# Text block

======

# Introduction
The following Python script is designed to extract textual data from a list of URLs
given in an Excel file ("Input.xlsx")
and perform various text analysis tasks to compute a range of variables.
The code uses libraries such as pandas, requests, BeautifulSoup, TextBlob, and syllables to achieve this objective.

# Import Libraries 

In [5]:
import pandas as pd
import requests
from bs4 import BeautifulSoup
from textblob import TextBlob
import syllables


# Step 1: Read the Input Data

In [6]:
input_data = pd.read_excel("Input.xlsx")

# note:
The script begins by loading the input data from an Excel file ("Input.xlsx") using the pandas library. 
The input data is assumed to contain URLs and corresponding URL_ID values.

# Initialize an empty list to store the output data



In [33]:
output_data = []

# Step 2: Data Extraction and Analysis

In [8]:
for index, row in input_data.iterrows():
    url_id = row['URL_ID']
    url = row['URL']


# Send an HTTP request to fetch the webpage content

In [13]:
import requests
from bs4 import BeautifulSoup

response = requests.get(url)

======

# Record set
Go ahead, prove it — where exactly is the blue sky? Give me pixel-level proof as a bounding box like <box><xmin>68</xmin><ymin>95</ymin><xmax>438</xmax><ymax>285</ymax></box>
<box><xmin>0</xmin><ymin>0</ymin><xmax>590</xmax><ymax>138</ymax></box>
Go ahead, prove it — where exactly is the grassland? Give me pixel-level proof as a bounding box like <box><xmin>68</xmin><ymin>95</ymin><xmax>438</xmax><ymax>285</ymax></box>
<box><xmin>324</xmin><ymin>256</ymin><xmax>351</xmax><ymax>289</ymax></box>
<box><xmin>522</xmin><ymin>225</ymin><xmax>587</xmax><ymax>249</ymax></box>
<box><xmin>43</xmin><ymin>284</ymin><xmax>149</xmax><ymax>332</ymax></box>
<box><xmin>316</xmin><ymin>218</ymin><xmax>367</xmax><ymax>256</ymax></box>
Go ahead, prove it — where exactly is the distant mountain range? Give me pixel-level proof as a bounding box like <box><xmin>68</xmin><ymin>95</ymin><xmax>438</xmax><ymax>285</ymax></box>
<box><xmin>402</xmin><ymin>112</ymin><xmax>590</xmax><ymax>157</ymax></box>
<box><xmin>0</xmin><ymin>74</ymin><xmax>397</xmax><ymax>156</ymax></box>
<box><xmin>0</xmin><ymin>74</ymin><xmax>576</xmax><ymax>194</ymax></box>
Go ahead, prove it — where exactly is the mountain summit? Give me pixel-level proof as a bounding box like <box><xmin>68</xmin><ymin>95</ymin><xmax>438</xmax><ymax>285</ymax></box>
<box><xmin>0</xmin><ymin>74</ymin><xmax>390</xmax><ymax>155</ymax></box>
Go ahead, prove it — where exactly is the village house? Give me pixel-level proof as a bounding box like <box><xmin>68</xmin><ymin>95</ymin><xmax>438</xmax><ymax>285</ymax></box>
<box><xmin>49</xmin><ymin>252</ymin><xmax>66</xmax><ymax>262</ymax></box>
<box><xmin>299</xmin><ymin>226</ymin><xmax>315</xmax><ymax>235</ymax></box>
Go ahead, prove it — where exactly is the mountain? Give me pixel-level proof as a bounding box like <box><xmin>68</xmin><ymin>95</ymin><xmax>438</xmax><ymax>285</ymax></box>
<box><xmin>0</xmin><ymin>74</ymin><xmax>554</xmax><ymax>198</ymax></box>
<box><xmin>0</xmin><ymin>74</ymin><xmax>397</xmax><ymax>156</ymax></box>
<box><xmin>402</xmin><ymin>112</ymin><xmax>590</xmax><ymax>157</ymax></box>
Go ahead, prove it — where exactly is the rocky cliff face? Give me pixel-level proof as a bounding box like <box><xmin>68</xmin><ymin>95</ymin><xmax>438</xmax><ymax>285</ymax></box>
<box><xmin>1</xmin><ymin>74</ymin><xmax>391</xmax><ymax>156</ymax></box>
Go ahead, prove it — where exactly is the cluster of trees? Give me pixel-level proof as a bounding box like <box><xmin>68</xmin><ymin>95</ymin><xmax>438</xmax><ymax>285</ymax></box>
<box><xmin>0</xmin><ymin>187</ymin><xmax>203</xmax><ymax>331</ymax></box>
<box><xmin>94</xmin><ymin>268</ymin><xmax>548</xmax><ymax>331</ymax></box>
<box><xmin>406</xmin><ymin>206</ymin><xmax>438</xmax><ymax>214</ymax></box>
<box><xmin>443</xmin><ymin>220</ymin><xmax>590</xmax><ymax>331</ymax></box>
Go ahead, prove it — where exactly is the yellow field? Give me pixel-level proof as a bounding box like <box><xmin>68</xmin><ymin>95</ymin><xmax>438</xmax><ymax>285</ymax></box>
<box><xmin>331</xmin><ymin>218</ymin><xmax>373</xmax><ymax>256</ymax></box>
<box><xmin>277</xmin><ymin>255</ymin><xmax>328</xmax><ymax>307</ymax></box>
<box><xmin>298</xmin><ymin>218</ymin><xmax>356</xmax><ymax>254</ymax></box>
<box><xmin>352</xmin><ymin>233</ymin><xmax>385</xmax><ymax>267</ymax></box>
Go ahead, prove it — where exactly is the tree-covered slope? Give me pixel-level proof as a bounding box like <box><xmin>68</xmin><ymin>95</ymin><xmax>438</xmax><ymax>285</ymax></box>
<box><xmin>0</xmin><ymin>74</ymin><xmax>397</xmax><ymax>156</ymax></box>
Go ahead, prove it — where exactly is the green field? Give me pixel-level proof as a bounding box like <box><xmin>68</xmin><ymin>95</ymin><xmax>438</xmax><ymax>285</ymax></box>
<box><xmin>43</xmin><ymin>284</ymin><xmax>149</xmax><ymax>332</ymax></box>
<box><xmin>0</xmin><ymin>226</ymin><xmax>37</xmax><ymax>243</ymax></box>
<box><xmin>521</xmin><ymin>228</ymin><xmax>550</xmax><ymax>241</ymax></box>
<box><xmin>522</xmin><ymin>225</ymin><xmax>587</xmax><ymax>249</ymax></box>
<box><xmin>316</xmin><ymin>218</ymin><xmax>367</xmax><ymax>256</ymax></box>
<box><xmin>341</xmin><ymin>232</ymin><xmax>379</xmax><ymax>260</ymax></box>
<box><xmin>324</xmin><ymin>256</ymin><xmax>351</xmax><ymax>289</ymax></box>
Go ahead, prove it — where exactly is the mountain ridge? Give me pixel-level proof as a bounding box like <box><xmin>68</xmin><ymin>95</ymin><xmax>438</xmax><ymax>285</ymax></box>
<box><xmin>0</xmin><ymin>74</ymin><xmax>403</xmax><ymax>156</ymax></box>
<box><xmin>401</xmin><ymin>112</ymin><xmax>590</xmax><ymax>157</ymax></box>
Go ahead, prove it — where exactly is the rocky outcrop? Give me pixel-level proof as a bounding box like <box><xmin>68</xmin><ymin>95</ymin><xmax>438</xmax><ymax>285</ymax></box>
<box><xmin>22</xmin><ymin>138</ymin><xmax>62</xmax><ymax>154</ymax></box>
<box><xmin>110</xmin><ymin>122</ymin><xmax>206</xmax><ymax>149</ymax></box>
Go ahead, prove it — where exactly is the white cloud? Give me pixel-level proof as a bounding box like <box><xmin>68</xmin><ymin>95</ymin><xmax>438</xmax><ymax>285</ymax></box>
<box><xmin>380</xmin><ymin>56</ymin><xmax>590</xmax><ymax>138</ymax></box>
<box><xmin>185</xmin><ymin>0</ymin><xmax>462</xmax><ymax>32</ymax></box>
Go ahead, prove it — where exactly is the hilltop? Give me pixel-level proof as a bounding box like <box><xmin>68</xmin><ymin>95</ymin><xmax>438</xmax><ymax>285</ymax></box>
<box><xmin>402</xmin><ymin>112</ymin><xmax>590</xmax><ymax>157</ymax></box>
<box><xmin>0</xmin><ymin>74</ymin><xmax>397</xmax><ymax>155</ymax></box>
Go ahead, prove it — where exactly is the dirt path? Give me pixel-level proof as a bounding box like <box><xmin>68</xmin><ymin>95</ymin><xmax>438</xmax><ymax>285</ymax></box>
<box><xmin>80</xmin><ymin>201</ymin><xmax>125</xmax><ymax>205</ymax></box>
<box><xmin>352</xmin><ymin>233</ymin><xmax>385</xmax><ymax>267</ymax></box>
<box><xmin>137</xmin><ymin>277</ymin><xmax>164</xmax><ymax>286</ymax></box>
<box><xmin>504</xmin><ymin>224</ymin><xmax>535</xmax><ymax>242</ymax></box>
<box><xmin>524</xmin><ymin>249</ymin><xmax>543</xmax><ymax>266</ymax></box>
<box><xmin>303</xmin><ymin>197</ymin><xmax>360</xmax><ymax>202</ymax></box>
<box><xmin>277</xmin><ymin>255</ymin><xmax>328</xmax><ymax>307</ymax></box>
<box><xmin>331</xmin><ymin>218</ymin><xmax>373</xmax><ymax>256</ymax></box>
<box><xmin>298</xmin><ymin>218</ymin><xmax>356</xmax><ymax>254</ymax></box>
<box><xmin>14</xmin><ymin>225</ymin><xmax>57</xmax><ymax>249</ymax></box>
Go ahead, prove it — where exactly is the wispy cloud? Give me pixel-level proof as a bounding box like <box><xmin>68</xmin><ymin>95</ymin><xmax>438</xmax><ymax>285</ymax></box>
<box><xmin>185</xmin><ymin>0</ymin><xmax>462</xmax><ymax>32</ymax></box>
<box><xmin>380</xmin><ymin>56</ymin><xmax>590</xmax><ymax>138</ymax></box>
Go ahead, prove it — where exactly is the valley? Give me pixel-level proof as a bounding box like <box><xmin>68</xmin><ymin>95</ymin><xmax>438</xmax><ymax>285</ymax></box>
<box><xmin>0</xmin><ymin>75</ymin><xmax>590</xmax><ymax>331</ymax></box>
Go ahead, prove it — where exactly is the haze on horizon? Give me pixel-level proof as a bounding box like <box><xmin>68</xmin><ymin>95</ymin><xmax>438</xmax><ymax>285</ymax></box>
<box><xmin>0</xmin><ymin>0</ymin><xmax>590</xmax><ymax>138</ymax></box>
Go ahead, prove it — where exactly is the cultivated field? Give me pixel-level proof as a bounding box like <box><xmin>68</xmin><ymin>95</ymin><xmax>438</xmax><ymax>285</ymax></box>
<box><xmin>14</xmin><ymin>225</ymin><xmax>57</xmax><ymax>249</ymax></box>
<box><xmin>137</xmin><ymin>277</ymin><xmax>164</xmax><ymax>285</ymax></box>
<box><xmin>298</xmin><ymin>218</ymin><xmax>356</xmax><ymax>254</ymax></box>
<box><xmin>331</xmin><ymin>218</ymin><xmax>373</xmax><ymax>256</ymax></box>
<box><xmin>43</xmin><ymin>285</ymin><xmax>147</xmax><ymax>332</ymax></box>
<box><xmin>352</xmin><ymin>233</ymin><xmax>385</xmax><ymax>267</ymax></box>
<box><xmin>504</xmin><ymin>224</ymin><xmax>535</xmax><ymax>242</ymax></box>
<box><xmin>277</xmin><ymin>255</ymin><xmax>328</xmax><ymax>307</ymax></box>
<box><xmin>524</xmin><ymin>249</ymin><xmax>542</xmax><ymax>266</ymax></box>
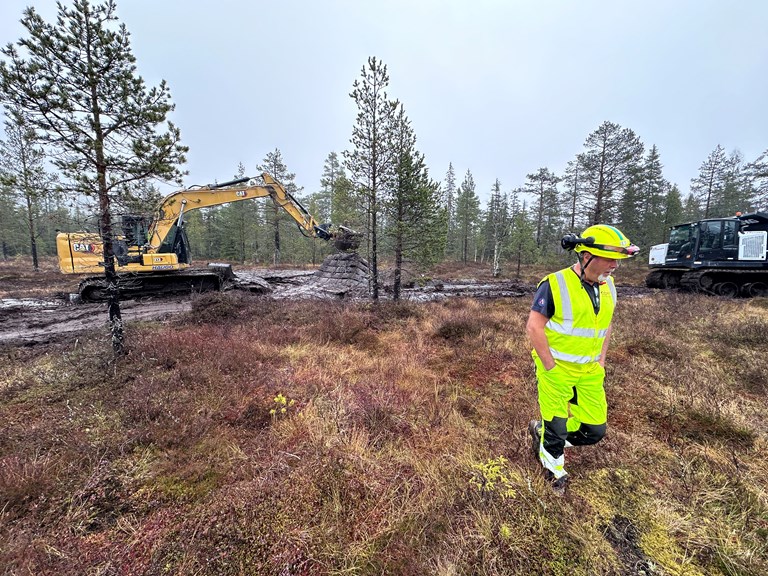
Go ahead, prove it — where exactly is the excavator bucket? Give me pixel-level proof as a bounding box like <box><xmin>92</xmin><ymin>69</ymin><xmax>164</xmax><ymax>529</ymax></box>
<box><xmin>333</xmin><ymin>226</ymin><xmax>363</xmax><ymax>252</ymax></box>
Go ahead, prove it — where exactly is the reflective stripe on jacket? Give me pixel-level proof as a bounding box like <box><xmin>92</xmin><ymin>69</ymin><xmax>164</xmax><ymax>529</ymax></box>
<box><xmin>544</xmin><ymin>268</ymin><xmax>616</xmax><ymax>364</ymax></box>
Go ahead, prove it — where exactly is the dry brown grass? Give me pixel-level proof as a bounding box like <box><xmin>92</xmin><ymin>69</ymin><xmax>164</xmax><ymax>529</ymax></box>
<box><xmin>0</xmin><ymin>264</ymin><xmax>768</xmax><ymax>576</ymax></box>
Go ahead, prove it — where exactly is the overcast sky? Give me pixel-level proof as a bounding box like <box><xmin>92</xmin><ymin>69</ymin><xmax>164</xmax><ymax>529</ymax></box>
<box><xmin>0</xmin><ymin>0</ymin><xmax>768</xmax><ymax>205</ymax></box>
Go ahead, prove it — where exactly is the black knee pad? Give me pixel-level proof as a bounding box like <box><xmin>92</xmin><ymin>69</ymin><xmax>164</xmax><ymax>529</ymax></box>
<box><xmin>568</xmin><ymin>424</ymin><xmax>607</xmax><ymax>445</ymax></box>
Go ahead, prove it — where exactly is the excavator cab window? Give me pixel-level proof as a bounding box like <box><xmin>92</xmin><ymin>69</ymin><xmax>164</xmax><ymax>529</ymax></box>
<box><xmin>667</xmin><ymin>224</ymin><xmax>696</xmax><ymax>261</ymax></box>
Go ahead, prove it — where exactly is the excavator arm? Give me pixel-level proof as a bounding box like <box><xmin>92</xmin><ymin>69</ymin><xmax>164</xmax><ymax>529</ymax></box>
<box><xmin>56</xmin><ymin>172</ymin><xmax>360</xmax><ymax>274</ymax></box>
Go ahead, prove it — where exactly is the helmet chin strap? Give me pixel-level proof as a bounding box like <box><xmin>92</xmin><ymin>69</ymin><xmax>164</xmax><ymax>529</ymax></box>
<box><xmin>578</xmin><ymin>252</ymin><xmax>600</xmax><ymax>314</ymax></box>
<box><xmin>579</xmin><ymin>252</ymin><xmax>592</xmax><ymax>284</ymax></box>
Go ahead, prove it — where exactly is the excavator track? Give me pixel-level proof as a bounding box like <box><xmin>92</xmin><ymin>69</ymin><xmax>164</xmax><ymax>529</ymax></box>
<box><xmin>680</xmin><ymin>268</ymin><xmax>768</xmax><ymax>298</ymax></box>
<box><xmin>79</xmin><ymin>269</ymin><xmax>231</xmax><ymax>302</ymax></box>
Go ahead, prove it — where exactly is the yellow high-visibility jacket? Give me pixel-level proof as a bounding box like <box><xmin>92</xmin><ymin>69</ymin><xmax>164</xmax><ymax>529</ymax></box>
<box><xmin>544</xmin><ymin>268</ymin><xmax>616</xmax><ymax>364</ymax></box>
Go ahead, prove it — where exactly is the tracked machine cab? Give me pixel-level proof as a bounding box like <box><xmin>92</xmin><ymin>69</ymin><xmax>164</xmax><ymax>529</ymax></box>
<box><xmin>646</xmin><ymin>212</ymin><xmax>768</xmax><ymax>297</ymax></box>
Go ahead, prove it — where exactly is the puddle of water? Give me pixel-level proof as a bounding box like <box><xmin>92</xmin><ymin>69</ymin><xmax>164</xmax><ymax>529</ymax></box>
<box><xmin>0</xmin><ymin>298</ymin><xmax>64</xmax><ymax>309</ymax></box>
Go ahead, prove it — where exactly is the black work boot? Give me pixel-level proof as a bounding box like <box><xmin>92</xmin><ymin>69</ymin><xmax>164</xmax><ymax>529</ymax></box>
<box><xmin>544</xmin><ymin>470</ymin><xmax>570</xmax><ymax>496</ymax></box>
<box><xmin>528</xmin><ymin>420</ymin><xmax>541</xmax><ymax>461</ymax></box>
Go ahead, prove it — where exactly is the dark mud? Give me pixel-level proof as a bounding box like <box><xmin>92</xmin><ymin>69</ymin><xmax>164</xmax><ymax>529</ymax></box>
<box><xmin>0</xmin><ymin>270</ymin><xmax>654</xmax><ymax>346</ymax></box>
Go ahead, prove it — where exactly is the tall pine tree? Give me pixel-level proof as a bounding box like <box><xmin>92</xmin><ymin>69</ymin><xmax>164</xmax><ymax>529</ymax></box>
<box><xmin>344</xmin><ymin>56</ymin><xmax>398</xmax><ymax>300</ymax></box>
<box><xmin>0</xmin><ymin>110</ymin><xmax>55</xmax><ymax>270</ymax></box>
<box><xmin>456</xmin><ymin>170</ymin><xmax>480</xmax><ymax>264</ymax></box>
<box><xmin>577</xmin><ymin>122</ymin><xmax>643</xmax><ymax>224</ymax></box>
<box><xmin>0</xmin><ymin>0</ymin><xmax>187</xmax><ymax>354</ymax></box>
<box><xmin>384</xmin><ymin>105</ymin><xmax>445</xmax><ymax>300</ymax></box>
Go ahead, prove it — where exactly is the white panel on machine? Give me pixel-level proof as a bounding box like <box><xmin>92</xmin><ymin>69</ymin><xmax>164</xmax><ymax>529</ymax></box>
<box><xmin>739</xmin><ymin>230</ymin><xmax>768</xmax><ymax>260</ymax></box>
<box><xmin>648</xmin><ymin>244</ymin><xmax>669</xmax><ymax>265</ymax></box>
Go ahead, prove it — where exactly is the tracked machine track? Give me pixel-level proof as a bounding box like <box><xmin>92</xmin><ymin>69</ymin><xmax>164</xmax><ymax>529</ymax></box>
<box><xmin>78</xmin><ymin>269</ymin><xmax>236</xmax><ymax>302</ymax></box>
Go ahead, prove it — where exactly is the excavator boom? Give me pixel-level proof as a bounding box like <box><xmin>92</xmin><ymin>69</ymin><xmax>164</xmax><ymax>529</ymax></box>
<box><xmin>56</xmin><ymin>172</ymin><xmax>360</xmax><ymax>300</ymax></box>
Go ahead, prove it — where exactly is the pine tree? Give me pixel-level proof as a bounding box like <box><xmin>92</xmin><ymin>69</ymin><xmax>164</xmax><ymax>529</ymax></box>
<box><xmin>456</xmin><ymin>170</ymin><xmax>480</xmax><ymax>264</ymax></box>
<box><xmin>0</xmin><ymin>0</ymin><xmax>187</xmax><ymax>354</ymax></box>
<box><xmin>577</xmin><ymin>122</ymin><xmax>643</xmax><ymax>224</ymax></box>
<box><xmin>258</xmin><ymin>148</ymin><xmax>301</xmax><ymax>266</ymax></box>
<box><xmin>383</xmin><ymin>106</ymin><xmax>445</xmax><ymax>300</ymax></box>
<box><xmin>344</xmin><ymin>57</ymin><xmax>399</xmax><ymax>300</ymax></box>
<box><xmin>561</xmin><ymin>158</ymin><xmax>585</xmax><ymax>232</ymax></box>
<box><xmin>506</xmin><ymin>194</ymin><xmax>538</xmax><ymax>278</ymax></box>
<box><xmin>320</xmin><ymin>152</ymin><xmax>363</xmax><ymax>229</ymax></box>
<box><xmin>746</xmin><ymin>150</ymin><xmax>768</xmax><ymax>212</ymax></box>
<box><xmin>0</xmin><ymin>178</ymin><xmax>26</xmax><ymax>260</ymax></box>
<box><xmin>486</xmin><ymin>178</ymin><xmax>512</xmax><ymax>278</ymax></box>
<box><xmin>691</xmin><ymin>144</ymin><xmax>728</xmax><ymax>218</ymax></box>
<box><xmin>443</xmin><ymin>162</ymin><xmax>457</xmax><ymax>258</ymax></box>
<box><xmin>713</xmin><ymin>150</ymin><xmax>754</xmax><ymax>216</ymax></box>
<box><xmin>217</xmin><ymin>162</ymin><xmax>263</xmax><ymax>264</ymax></box>
<box><xmin>0</xmin><ymin>110</ymin><xmax>55</xmax><ymax>270</ymax></box>
<box><xmin>630</xmin><ymin>144</ymin><xmax>668</xmax><ymax>246</ymax></box>
<box><xmin>525</xmin><ymin>168</ymin><xmax>561</xmax><ymax>247</ymax></box>
<box><xmin>652</xmin><ymin>182</ymin><xmax>685</xmax><ymax>244</ymax></box>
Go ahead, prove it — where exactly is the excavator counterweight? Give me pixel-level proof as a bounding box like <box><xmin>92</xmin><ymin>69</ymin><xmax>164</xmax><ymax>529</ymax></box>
<box><xmin>56</xmin><ymin>172</ymin><xmax>361</xmax><ymax>301</ymax></box>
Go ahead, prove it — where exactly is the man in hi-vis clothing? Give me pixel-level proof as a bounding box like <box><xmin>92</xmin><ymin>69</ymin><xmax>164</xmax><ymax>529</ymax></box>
<box><xmin>526</xmin><ymin>224</ymin><xmax>639</xmax><ymax>495</ymax></box>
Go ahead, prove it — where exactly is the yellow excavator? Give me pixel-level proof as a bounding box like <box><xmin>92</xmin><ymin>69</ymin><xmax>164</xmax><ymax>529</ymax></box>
<box><xmin>56</xmin><ymin>172</ymin><xmax>361</xmax><ymax>302</ymax></box>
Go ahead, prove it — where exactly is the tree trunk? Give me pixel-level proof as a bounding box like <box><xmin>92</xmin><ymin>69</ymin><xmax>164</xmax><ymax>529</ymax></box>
<box><xmin>371</xmin><ymin>194</ymin><xmax>379</xmax><ymax>302</ymax></box>
<box><xmin>26</xmin><ymin>193</ymin><xmax>40</xmax><ymax>271</ymax></box>
<box><xmin>272</xmin><ymin>200</ymin><xmax>280</xmax><ymax>266</ymax></box>
<box><xmin>493</xmin><ymin>239</ymin><xmax>501</xmax><ymax>278</ymax></box>
<box><xmin>98</xmin><ymin>170</ymin><xmax>125</xmax><ymax>356</ymax></box>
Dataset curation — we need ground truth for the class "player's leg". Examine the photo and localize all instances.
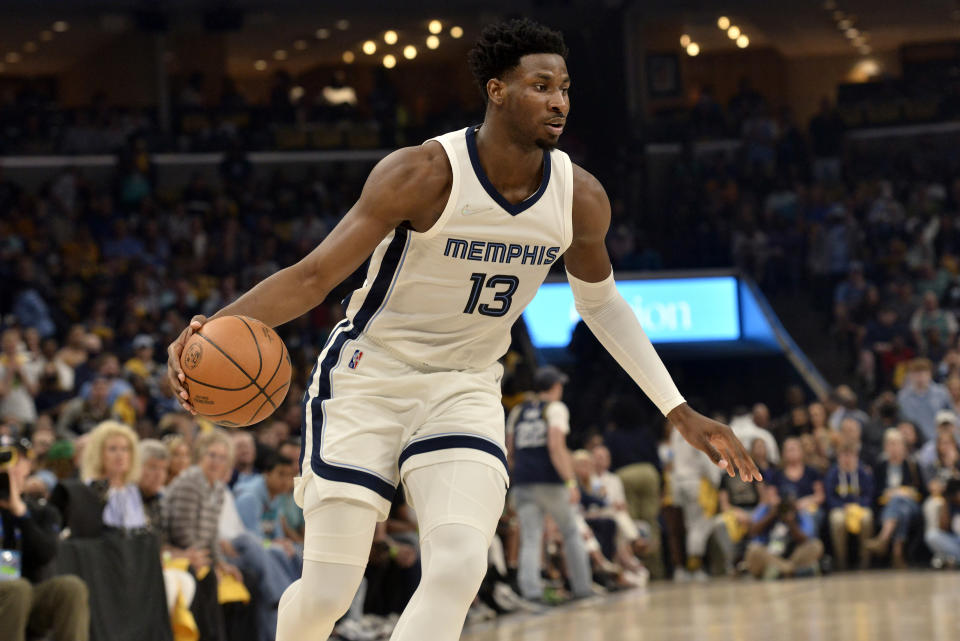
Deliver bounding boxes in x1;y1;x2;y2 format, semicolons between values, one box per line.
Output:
386;460;506;641
511;485;543;599
277;482;378;641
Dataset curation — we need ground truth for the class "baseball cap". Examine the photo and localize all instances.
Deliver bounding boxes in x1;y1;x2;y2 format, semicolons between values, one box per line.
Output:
533;365;570;392
936;410;957;427
133;334;153;350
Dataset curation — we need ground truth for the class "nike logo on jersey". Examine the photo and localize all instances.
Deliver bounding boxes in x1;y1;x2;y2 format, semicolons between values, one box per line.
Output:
460;205;493;216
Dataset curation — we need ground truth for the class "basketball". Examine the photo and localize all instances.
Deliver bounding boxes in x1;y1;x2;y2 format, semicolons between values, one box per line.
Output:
180;316;291;427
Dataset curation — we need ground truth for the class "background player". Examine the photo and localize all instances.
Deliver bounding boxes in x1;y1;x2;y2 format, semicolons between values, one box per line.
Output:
169;21;759;641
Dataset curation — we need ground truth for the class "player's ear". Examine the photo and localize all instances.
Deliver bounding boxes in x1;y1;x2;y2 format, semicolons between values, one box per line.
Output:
487;78;507;107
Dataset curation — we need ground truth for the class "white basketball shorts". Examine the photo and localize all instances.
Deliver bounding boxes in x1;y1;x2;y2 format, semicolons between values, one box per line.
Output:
294;321;509;520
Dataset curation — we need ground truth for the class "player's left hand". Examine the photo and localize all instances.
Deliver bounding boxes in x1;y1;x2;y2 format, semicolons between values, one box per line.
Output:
667;403;763;483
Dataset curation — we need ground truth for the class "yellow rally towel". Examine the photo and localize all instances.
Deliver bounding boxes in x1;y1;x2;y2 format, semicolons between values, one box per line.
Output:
170;594;200;641
697;479;719;519
843;503;867;534
720;510;747;543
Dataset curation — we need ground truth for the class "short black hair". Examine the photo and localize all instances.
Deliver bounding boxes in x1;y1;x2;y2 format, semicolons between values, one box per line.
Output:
467;18;568;102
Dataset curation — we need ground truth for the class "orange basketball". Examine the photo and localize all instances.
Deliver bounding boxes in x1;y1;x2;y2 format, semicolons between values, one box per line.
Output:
180;316;290;427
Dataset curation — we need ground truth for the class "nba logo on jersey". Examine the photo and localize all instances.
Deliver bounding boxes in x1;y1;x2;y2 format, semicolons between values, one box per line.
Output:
347;349;363;369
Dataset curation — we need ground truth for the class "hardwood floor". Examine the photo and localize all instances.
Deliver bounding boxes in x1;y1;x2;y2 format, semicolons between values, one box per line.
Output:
463;571;960;641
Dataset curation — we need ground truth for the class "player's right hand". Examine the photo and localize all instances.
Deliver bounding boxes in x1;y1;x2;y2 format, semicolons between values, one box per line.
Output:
167;314;207;415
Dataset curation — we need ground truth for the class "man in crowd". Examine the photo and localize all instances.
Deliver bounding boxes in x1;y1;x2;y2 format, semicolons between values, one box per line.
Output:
0;441;90;641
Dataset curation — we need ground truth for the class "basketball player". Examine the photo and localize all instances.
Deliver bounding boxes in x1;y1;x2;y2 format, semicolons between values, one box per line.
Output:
169;20;760;641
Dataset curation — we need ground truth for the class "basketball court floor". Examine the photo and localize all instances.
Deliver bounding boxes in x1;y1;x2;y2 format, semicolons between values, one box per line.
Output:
463;571;960;641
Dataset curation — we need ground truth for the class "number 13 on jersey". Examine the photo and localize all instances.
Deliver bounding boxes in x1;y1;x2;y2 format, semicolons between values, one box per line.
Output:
463;273;520;316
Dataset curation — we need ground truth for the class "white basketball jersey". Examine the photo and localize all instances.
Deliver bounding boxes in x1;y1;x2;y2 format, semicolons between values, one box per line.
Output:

======

# Exercise requirements
A) According to the Python script description, what file supplies the list of URLs?
B) Report how many lines of the entries contain the string "hand". Give only the number.

# Results for each task
A) An Excel file named "Input.xlsx".

B) 2